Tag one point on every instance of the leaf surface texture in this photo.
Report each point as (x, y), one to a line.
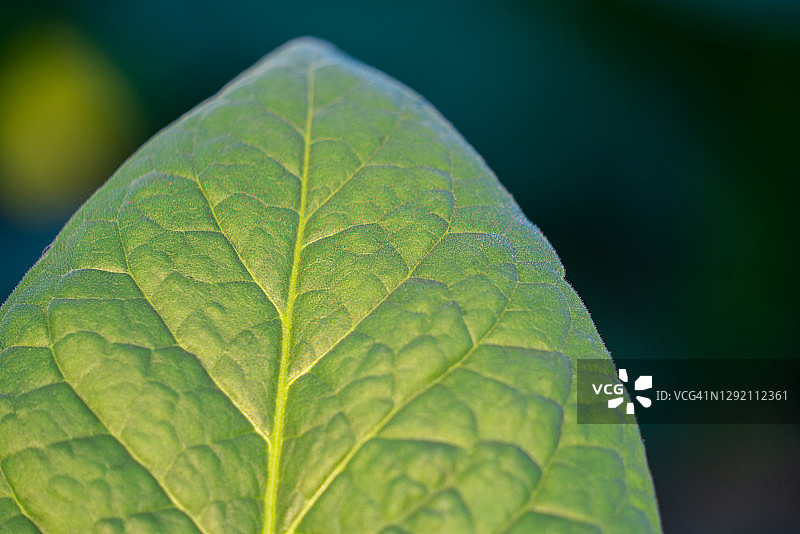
(307, 306)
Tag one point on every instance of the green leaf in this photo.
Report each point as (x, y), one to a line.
(306, 306)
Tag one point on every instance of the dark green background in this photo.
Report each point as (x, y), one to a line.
(656, 143)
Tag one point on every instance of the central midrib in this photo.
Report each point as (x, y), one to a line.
(282, 391)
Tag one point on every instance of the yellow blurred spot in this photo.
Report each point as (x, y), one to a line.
(67, 119)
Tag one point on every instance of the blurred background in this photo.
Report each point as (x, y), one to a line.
(656, 143)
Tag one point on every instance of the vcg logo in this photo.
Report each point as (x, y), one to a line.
(642, 383)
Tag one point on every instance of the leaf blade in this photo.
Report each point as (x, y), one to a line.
(308, 306)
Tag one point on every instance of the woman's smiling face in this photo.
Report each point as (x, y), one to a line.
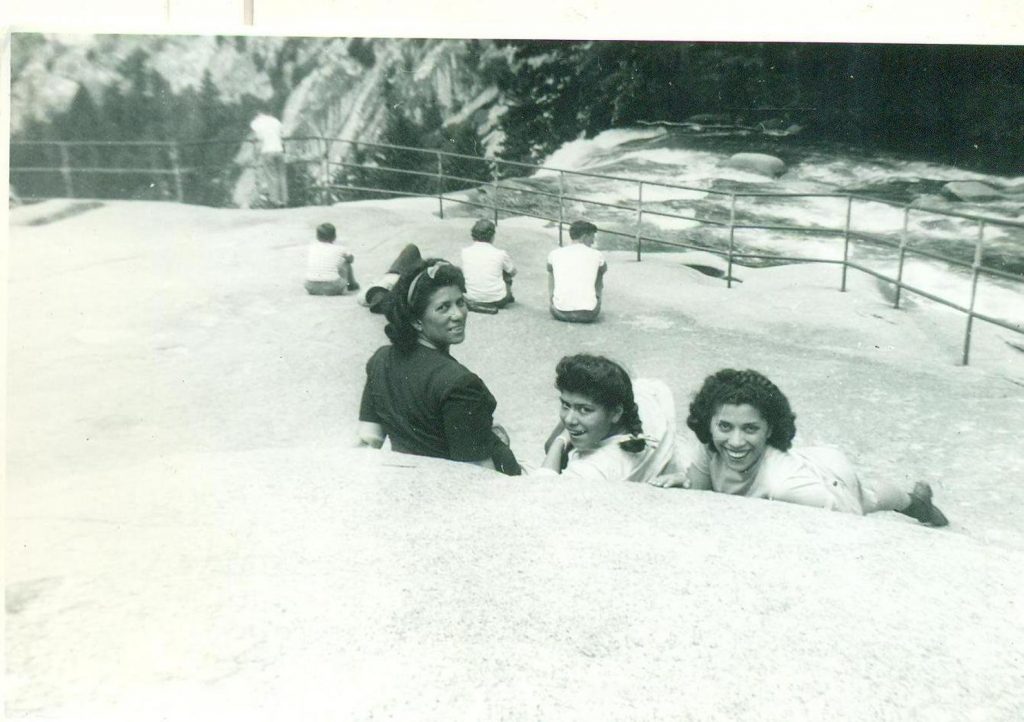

### Work required
Return all lines above that mention the word "this".

### Task output
Tag one point on every instance of the leaf surface texture in this photo.
Tag one point on every instance of the green leaf in this photo.
Tag one point on every instance of the dark green background in this photo.
Tag one point on every instance of the central midrib in this photo.
Tag one point on every instance of the yellow blurred spot in this photo.
Tag one point on every instance of the blurred background in this photo.
Tag one point on every instance of the vcg logo in this photo.
Tag one point on every instance of the leaf blade in this photo.
Tag one point on every instance of the woman's smiling face in this photo.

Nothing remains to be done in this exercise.